TEXT FOR ANALYSIS:
***

Skyline of the financial district

The retail investment business has largely adapted operations to the effects of the Covid-19 outbreak, but firms are worried about the effects of social isolation on employees and clients.

The Investment Industry Association of Canada (IIAC) surveyed retail wealth management firms to examine the effects of the pandemic on their operations. The survey found that the activation of business continuity plans (BCPs) has been relatively seamless.

Some of the issues firms are experiencing during the crisis include BCP arrangements of certain vendors that “were not up to our standards in some cases,” along with disrupted management routines.

“Firms are concerned about employee morale, about adjusting managerial systems and routines, and staying connected and engaged as a cohesive unit as they anticipate many more weeks of the new normal,” the survey found.

It noted that the required isolation of both employees and clients “has added a human challenge” that is distinct from previous episodes of market volatility, such as the global financial crisis.

To address these concerns, firms are using measures such as virtual happy hours, coffees and lunches to connect teams that are working remotely.

***

WORK INSTRUCTION A:
In the article about the IIAC pandemic survey, list every measure firms are using to connect teams that work remotely.
WORK INSTRUCTION B:
Carry on the article about the IIAC pandemic survey, starting after its last sentence.

DATA TO EXAMINE:

***

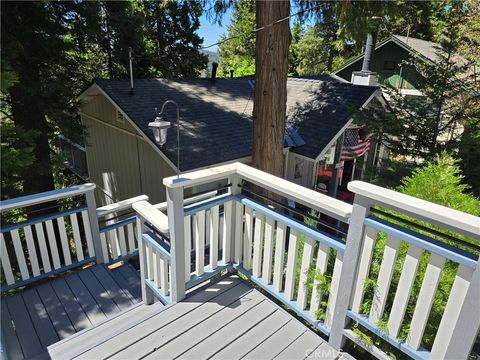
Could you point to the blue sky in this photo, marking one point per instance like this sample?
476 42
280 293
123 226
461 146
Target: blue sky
211 32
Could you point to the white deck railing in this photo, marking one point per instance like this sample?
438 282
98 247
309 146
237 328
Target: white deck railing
280 253
63 230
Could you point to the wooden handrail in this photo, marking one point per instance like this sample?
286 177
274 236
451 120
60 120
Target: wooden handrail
439 215
46 196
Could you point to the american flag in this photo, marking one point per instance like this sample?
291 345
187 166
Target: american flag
353 145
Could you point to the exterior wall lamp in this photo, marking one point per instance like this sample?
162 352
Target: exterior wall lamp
160 127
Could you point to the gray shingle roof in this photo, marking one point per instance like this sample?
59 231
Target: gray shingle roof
216 123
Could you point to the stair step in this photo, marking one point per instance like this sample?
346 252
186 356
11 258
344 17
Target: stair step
84 340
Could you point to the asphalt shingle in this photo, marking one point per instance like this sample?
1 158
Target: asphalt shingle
216 123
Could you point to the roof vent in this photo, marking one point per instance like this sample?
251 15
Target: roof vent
214 71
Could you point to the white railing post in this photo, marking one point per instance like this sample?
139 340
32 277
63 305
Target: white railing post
147 294
458 330
175 213
94 227
235 190
356 228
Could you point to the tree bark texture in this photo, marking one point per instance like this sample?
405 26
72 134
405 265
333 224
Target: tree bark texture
271 67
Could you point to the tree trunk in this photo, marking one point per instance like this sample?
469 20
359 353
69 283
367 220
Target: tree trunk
271 67
28 114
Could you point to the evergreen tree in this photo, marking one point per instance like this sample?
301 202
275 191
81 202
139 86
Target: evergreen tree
237 47
421 127
173 44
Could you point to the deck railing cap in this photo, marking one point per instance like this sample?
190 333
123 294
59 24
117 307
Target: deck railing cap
29 200
441 215
323 203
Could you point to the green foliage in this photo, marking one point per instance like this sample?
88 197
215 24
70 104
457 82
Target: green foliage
469 153
440 181
238 53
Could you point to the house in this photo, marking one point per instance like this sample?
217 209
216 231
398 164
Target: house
215 128
387 63
244 290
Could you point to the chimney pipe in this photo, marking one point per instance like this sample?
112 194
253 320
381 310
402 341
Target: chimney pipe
369 51
130 59
214 71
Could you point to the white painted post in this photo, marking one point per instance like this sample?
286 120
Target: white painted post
236 233
460 323
94 228
147 294
176 225
361 209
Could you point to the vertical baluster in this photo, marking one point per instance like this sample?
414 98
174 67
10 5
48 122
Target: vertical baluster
363 267
238 231
17 244
6 265
122 242
321 268
214 215
384 279
425 300
188 246
88 235
164 274
334 288
131 238
279 251
405 284
291 265
268 251
104 243
307 257
63 238
52 240
32 252
157 270
258 244
227 232
461 319
76 237
248 239
43 247
199 225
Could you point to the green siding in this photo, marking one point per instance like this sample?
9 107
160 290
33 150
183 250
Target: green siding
388 52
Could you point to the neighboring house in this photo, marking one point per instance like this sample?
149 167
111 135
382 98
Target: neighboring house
216 127
387 63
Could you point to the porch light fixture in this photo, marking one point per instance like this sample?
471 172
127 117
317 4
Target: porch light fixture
160 127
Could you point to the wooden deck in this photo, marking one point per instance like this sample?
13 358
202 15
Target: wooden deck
226 320
42 315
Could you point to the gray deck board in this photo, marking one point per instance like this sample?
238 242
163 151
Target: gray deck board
14 351
133 292
116 294
132 280
27 337
278 342
200 331
98 292
226 320
40 319
301 348
55 310
173 330
133 335
57 314
229 332
250 340
70 303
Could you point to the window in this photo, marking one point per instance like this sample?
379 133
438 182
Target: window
120 117
389 65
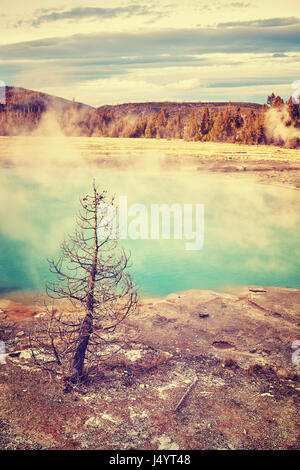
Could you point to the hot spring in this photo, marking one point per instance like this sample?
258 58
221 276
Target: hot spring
250 231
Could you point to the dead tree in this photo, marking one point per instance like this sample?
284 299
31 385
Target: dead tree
91 273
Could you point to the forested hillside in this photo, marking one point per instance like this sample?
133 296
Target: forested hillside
275 122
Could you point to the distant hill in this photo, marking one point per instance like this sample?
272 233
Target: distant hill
25 111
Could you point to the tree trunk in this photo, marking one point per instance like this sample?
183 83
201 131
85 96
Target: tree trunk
87 325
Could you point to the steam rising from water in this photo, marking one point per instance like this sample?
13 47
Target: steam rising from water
250 230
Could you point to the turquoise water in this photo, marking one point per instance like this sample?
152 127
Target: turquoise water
251 232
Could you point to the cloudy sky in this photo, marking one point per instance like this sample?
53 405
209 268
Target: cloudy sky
102 52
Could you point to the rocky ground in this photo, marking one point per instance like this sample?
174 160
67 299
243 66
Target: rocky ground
203 370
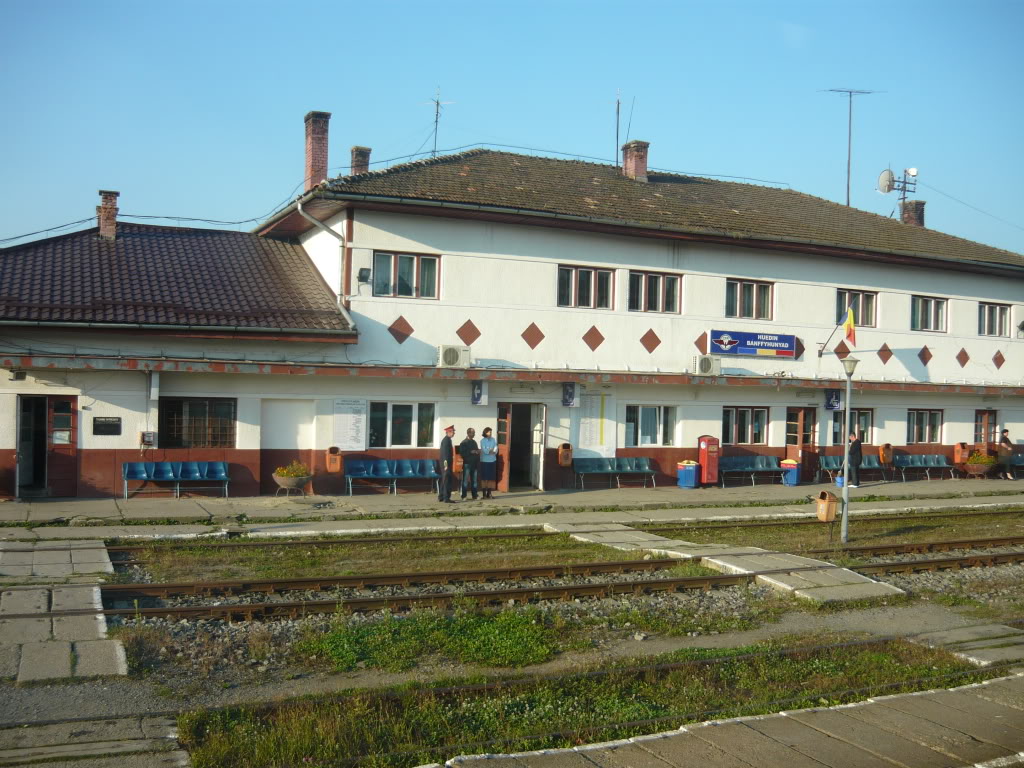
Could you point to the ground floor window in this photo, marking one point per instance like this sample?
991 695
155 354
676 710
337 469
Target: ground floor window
401 424
650 425
197 422
742 426
924 426
861 421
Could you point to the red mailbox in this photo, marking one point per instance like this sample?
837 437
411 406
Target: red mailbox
708 458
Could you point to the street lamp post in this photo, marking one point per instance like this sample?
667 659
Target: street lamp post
849 365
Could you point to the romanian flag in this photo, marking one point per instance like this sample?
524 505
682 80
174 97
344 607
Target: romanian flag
850 328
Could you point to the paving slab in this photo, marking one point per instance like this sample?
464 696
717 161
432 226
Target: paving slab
16 631
99 657
80 628
49 660
25 601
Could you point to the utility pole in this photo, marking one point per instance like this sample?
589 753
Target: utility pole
850 92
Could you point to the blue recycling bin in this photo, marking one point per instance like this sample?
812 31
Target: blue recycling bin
687 474
791 475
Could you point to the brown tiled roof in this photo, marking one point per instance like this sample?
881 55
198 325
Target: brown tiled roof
166 275
687 204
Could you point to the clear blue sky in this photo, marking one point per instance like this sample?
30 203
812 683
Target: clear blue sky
195 109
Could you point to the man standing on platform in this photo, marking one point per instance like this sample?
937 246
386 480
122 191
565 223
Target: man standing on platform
448 460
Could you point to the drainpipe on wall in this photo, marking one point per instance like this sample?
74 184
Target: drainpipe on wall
344 261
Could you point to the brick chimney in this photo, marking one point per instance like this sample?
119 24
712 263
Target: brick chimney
635 160
912 212
107 214
360 161
315 147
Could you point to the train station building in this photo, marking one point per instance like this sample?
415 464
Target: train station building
617 309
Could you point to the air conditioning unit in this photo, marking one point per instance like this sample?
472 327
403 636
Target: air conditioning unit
454 356
707 365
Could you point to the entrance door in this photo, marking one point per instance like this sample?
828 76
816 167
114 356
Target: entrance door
801 427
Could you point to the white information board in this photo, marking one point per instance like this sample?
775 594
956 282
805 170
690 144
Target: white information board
350 424
597 425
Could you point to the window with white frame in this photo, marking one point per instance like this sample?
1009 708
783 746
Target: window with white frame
650 425
401 424
585 287
744 426
406 274
993 320
744 298
924 426
653 292
862 303
860 421
928 313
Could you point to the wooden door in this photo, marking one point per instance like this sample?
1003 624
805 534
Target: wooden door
503 436
61 445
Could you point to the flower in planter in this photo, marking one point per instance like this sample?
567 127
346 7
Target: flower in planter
295 469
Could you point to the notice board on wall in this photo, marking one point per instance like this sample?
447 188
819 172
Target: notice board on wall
597 425
350 424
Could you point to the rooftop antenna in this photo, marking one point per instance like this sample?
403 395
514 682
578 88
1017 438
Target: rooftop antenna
850 92
436 101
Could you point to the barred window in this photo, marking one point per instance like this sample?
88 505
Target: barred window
197 422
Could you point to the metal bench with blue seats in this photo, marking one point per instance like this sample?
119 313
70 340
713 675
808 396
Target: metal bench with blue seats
614 469
215 474
752 466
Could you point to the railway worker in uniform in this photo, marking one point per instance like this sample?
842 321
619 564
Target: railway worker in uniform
470 454
448 460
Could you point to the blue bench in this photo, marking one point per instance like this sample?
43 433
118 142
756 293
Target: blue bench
175 472
750 465
923 464
390 471
613 468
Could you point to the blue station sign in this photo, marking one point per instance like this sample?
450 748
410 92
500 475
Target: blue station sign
756 344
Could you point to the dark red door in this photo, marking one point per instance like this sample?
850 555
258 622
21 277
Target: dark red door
61 444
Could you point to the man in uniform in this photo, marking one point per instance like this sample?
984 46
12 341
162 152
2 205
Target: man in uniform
448 460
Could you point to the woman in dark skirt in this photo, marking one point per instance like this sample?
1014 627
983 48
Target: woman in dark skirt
488 463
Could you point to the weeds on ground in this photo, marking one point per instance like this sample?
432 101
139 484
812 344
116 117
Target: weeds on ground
409 727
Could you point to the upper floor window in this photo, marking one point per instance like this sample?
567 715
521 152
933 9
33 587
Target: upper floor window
401 424
406 274
862 304
744 426
928 313
748 299
650 425
196 422
924 426
653 292
993 320
585 286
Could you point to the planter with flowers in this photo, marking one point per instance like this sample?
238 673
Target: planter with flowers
978 464
295 475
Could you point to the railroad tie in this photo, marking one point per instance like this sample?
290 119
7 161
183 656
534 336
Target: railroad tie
803 577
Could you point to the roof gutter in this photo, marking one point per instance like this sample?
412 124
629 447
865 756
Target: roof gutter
343 255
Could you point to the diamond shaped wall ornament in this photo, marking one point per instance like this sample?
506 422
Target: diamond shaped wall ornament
532 336
468 333
650 341
400 330
593 338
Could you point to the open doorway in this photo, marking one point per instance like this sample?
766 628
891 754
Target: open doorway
522 431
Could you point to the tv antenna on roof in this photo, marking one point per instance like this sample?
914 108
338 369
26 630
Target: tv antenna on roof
888 181
436 101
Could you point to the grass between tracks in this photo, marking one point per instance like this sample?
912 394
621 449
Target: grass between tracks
411 726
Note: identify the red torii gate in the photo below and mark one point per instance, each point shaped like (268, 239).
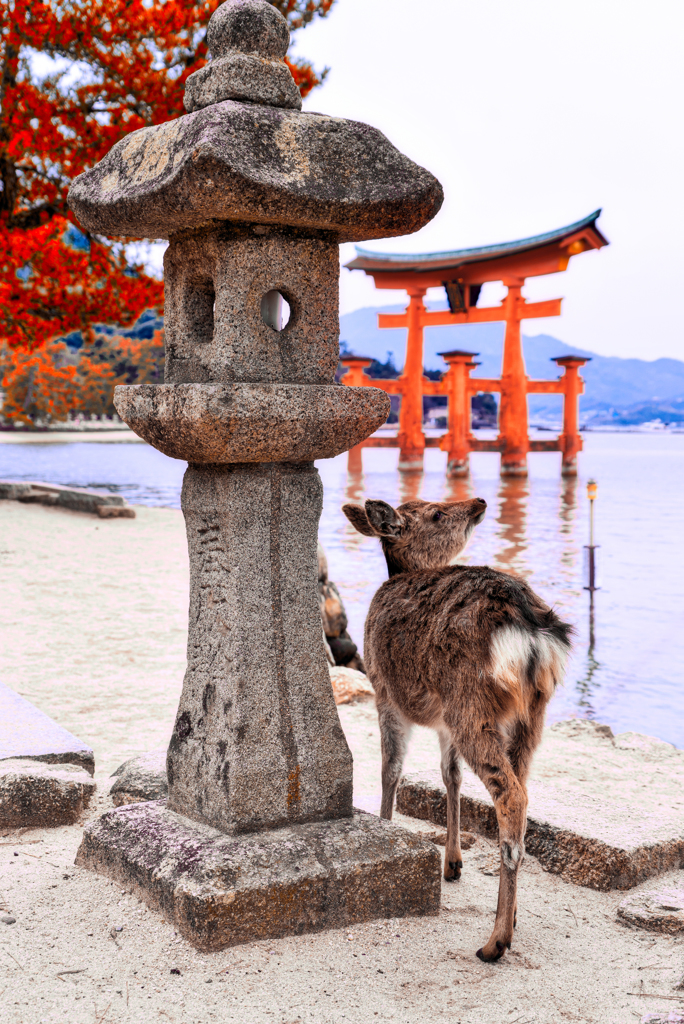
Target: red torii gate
(462, 273)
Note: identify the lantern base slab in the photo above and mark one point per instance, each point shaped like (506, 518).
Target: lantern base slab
(221, 890)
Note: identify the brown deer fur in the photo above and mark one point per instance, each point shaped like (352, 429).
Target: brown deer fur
(469, 651)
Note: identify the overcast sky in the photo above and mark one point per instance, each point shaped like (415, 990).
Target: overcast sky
(531, 114)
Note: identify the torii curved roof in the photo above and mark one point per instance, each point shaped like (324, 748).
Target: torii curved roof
(585, 231)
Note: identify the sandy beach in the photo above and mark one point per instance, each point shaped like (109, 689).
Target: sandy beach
(93, 632)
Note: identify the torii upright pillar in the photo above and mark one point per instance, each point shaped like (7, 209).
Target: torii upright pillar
(513, 412)
(411, 437)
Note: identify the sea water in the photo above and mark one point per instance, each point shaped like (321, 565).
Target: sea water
(627, 667)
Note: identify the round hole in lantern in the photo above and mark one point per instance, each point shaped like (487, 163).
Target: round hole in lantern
(275, 310)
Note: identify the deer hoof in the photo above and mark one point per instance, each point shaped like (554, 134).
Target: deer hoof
(501, 948)
(453, 870)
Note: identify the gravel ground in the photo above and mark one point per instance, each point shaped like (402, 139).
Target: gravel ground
(93, 633)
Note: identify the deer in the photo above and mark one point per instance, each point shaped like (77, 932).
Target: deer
(467, 650)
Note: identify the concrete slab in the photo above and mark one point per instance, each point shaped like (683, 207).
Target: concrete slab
(222, 890)
(140, 779)
(27, 732)
(604, 811)
(40, 796)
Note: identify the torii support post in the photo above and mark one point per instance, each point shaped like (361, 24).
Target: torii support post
(513, 412)
(411, 437)
(457, 439)
(570, 439)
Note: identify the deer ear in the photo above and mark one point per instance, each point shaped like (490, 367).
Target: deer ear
(383, 518)
(358, 519)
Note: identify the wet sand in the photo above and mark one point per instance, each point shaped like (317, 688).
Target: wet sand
(93, 632)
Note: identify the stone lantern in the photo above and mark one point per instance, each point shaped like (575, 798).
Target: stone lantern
(258, 837)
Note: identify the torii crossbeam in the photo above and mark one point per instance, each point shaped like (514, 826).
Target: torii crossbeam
(462, 273)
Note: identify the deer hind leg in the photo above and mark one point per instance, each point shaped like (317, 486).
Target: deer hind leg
(451, 773)
(523, 740)
(394, 731)
(488, 759)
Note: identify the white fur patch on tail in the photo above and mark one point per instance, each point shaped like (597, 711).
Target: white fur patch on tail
(511, 650)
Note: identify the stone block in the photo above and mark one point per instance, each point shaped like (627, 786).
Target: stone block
(140, 779)
(222, 890)
(251, 163)
(42, 796)
(604, 812)
(28, 732)
(223, 424)
(654, 909)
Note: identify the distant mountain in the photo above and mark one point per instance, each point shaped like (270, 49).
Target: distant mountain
(611, 383)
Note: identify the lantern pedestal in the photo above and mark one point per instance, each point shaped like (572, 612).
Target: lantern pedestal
(221, 890)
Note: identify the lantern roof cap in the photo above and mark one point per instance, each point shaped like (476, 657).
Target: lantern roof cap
(258, 161)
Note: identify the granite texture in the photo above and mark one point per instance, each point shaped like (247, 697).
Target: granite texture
(222, 890)
(28, 732)
(257, 741)
(42, 796)
(250, 26)
(140, 779)
(255, 199)
(214, 284)
(245, 77)
(250, 423)
(256, 164)
(655, 910)
(604, 812)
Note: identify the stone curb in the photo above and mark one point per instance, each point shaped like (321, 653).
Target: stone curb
(101, 503)
(42, 796)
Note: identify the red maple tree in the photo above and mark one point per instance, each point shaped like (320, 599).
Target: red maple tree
(76, 76)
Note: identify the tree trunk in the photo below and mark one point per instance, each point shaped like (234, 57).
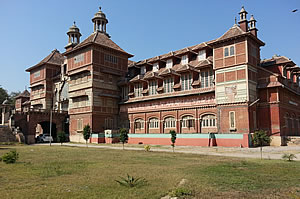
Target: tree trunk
(261, 152)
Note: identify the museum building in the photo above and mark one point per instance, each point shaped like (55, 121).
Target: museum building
(215, 93)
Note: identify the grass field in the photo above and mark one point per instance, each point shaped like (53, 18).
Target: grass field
(71, 172)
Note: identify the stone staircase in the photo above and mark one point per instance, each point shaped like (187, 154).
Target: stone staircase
(6, 134)
(293, 141)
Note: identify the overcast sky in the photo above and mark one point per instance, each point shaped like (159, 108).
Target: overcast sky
(31, 29)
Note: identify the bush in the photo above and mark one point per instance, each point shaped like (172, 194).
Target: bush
(86, 133)
(61, 137)
(123, 136)
(261, 138)
(130, 181)
(147, 148)
(289, 157)
(181, 192)
(10, 157)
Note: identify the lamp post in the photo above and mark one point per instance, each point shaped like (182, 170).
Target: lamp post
(51, 115)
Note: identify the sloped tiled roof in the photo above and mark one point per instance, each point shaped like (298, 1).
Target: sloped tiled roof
(131, 63)
(234, 31)
(101, 39)
(54, 58)
(205, 62)
(25, 93)
(276, 60)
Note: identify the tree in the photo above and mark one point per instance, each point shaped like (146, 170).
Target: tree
(12, 97)
(86, 133)
(3, 94)
(173, 138)
(123, 136)
(61, 137)
(261, 138)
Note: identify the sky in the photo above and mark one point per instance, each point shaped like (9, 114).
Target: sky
(31, 29)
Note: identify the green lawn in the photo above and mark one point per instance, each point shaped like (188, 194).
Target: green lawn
(70, 172)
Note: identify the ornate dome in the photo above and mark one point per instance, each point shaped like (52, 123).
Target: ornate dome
(99, 15)
(74, 29)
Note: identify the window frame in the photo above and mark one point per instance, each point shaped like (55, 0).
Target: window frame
(227, 51)
(232, 121)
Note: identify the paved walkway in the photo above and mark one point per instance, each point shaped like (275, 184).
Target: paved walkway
(269, 152)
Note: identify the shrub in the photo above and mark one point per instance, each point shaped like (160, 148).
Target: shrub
(130, 181)
(10, 157)
(261, 138)
(289, 157)
(123, 136)
(173, 138)
(181, 192)
(147, 148)
(61, 137)
(86, 133)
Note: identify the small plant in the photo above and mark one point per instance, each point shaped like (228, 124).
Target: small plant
(173, 138)
(289, 157)
(147, 148)
(181, 192)
(10, 157)
(123, 136)
(261, 138)
(86, 133)
(61, 137)
(130, 181)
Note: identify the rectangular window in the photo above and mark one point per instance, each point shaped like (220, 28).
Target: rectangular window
(143, 70)
(202, 55)
(79, 125)
(184, 59)
(186, 82)
(138, 88)
(155, 67)
(229, 51)
(153, 123)
(226, 52)
(37, 74)
(110, 58)
(232, 120)
(78, 58)
(207, 78)
(153, 87)
(168, 85)
(125, 92)
(169, 63)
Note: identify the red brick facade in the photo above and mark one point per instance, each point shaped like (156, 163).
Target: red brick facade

***

WRITTEN REPLY A:
virtual happy hours, coffees, lunches

WRITTEN REPLY B:
“While means of remote communication are readily available, the sensation of true connection is trickier,” the report said.

On the technology front, all respondents report that they are using videoconferencing to communicate with clients.

Most firms (71.4%) are using services such as Zoom and Skype to hold calls with employees, and 42.86% are creating investment podcasts for advisors and clients.

The survey also found that most firms (71.4%) are providing their advisors with talking points “to answer potential client concerns about the firm’s capital and liquidity.”

More than half (57.1%) of firms said that some of their divisions aren’t able to work remotely, such as trading and settlement, physical securities department, and the mail room.

The survey also looked at how firms will be handling employees’ expenses from working at home. More than half (57.1%) will be using expense forms, while others have set allocations for employees’ telecom bills. Some will make payments when work-from-home arrangements come to an end.